## [PROBLEM TO SOLVE]
Can the data below be set down again exactly, line for line?

(Stored entries)
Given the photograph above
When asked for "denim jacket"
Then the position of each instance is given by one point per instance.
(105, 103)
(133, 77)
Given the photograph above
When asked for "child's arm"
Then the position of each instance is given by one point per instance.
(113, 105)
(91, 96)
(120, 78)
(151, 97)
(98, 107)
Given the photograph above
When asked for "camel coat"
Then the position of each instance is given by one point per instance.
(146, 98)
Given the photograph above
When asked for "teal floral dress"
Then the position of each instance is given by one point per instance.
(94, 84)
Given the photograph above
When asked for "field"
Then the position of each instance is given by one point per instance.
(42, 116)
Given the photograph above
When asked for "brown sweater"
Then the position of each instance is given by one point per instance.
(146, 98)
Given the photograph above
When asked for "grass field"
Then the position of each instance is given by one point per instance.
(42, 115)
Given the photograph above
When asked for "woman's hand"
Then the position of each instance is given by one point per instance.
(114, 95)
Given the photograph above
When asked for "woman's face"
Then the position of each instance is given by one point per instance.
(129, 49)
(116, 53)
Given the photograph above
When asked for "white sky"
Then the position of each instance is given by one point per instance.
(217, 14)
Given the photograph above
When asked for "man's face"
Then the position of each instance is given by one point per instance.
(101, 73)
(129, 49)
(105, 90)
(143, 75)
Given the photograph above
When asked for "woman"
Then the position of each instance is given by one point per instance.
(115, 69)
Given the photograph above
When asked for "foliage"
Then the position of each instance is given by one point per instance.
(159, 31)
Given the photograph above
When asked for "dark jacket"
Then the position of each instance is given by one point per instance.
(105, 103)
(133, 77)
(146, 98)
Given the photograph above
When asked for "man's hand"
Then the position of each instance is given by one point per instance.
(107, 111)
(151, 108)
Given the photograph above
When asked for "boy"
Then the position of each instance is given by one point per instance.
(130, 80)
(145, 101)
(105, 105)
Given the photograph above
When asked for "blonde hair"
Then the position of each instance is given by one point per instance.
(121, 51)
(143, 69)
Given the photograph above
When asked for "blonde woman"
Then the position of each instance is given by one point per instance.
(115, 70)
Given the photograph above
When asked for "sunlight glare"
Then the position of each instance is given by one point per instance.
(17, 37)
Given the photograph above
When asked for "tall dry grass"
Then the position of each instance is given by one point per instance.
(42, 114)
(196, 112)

## [FULL OUTPUT]
Given the photograph above
When asked for "denim jacket"
Then the position of each instance is given by one point per instance.
(105, 103)
(133, 77)
Given the photograph above
When asked for "child's arm"
Then the position of each instance is given by one point per instance.
(113, 105)
(91, 96)
(120, 78)
(151, 97)
(98, 107)
Given the photograph above
When asked for "camel coat"
Then the position of each instance is given by one point per instance.
(146, 98)
Given the photograph above
When asked for "teal floral dress"
Then the position of each instance is given by one point per instance.
(94, 84)
Given the photograph above
When asked for "field"
Then the position of each instance is given by one point per instance.
(42, 116)
Given the photograph above
When asked for "brown sweater"
Then the position of each instance is given by one point per instance.
(146, 98)
Given the photograph above
When asked for "grass field"
Then the position of each instance is given by one point per instance.
(42, 115)
Given the photograph above
When asked for "woman's hand"
Then the position of each instance is given by one point per instance.
(114, 95)
Given the photograph above
When asked for "woman's face"
Then the position of each instance is given by one point per instance.
(129, 49)
(116, 53)
Given the photograph above
When asked for "white sky"
Then the position of each instance is given by one point per instance.
(217, 14)
Given the photograph above
When asked for "man's face"
Then the position of each instance is given by one point per instance.
(101, 73)
(129, 49)
(105, 90)
(143, 75)
Given the photograph above
When asked for "woman"
Then the position of each instance is given by one point per instance.
(115, 69)
Given the photograph above
When asked for "foliage"
Then the position of each instance is given by one point per instance.
(159, 31)
Given the photograph above
When asked for "dark jacket"
Then the position of each instance is given by one point per instance.
(105, 103)
(133, 77)
(146, 98)
Given the photograph above
When asked for "man's hand"
Then the position of each instance is given by one point per instance.
(107, 111)
(151, 108)
Given the photograph above
When asked for "boy"
Then the position of each instance is given by one point per instance.
(130, 80)
(145, 101)
(105, 105)
Given the photograph above
When asked for "blonde hair"
Then the position of each instance is given by one point per instance.
(121, 51)
(143, 69)
Given the photograph above
When asked for "blonde woman"
Then the position of each instance is given by one point per instance.
(115, 70)
Given the photograph above
When asked for "sunlight glare"
Then the position of each instance is given by one point per instance.
(17, 37)
Given the photograph above
When asked for "tall dry grass"
Then the position of each instance is given by one point per instance.
(42, 114)
(196, 112)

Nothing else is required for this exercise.